Return each line of the entries below that contains the word "dress". Treat uppercase and lowercase letters as different.

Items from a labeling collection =
+--

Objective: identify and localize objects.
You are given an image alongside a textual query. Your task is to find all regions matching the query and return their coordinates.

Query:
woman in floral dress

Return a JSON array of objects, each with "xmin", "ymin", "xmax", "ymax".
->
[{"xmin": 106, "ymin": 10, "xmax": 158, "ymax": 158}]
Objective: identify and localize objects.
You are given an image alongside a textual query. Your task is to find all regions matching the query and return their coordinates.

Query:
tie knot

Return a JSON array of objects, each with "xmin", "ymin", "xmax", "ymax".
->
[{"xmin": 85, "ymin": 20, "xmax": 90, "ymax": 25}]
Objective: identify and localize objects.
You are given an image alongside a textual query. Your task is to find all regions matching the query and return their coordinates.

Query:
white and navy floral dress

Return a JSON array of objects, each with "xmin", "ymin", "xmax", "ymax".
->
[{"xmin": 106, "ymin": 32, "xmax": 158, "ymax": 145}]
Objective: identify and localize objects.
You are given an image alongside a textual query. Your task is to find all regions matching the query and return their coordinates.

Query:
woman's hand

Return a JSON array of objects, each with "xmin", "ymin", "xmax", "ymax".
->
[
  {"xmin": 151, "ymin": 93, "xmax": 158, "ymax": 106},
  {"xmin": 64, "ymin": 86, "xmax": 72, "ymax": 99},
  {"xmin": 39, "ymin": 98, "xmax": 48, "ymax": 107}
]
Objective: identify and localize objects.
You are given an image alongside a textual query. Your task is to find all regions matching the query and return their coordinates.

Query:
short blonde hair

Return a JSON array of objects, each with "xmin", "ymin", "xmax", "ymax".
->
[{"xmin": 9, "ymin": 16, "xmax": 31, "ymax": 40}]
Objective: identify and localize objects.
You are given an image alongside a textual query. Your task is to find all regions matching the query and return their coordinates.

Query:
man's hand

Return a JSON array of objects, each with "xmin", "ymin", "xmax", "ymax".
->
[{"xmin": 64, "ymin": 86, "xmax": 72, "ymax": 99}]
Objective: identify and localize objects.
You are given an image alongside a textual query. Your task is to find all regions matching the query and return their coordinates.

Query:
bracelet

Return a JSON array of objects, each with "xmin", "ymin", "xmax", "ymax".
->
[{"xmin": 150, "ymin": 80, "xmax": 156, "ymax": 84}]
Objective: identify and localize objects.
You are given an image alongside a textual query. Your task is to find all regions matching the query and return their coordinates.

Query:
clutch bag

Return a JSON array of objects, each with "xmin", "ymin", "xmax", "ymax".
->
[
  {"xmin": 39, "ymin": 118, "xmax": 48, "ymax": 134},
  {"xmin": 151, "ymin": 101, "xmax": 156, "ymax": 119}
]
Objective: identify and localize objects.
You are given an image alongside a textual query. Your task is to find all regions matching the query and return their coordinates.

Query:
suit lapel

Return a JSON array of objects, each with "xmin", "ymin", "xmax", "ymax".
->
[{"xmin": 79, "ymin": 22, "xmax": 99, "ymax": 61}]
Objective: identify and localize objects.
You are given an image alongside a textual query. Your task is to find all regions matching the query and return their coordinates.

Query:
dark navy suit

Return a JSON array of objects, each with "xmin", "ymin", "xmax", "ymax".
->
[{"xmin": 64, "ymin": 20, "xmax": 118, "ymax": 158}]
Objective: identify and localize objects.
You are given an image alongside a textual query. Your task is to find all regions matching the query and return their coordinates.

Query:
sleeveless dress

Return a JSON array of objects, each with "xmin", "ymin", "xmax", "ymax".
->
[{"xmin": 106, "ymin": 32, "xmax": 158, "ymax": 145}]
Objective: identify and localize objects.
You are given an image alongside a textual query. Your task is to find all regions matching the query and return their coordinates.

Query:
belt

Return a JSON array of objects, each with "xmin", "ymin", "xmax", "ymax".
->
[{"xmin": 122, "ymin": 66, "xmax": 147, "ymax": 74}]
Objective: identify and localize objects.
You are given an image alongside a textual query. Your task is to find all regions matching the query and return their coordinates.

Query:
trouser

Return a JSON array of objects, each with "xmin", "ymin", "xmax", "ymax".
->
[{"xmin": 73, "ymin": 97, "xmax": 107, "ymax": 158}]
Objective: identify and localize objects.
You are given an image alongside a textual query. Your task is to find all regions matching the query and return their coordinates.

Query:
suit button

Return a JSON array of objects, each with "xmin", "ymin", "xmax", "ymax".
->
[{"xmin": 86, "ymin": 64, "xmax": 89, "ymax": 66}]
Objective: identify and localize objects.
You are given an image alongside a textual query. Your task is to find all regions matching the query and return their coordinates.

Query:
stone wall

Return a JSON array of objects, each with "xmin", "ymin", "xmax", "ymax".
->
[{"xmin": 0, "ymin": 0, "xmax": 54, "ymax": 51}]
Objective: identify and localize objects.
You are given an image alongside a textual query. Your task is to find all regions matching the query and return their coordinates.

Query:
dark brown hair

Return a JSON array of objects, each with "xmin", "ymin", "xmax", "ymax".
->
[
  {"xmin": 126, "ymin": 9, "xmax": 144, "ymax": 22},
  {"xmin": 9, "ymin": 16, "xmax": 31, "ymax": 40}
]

+--

REPLY =
woman in floral dress
white and navy floral dress
sleeveless dress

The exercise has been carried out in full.